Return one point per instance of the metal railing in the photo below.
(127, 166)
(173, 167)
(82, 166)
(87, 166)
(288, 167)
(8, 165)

--- --- ---

**What you need to do**
Reproduce every one of the entries above line by line, without changing a single character.

**Solution to this problem**
Return one point per instance of the metal railing in the photo below.
(127, 166)
(173, 167)
(82, 166)
(87, 166)
(288, 167)
(8, 165)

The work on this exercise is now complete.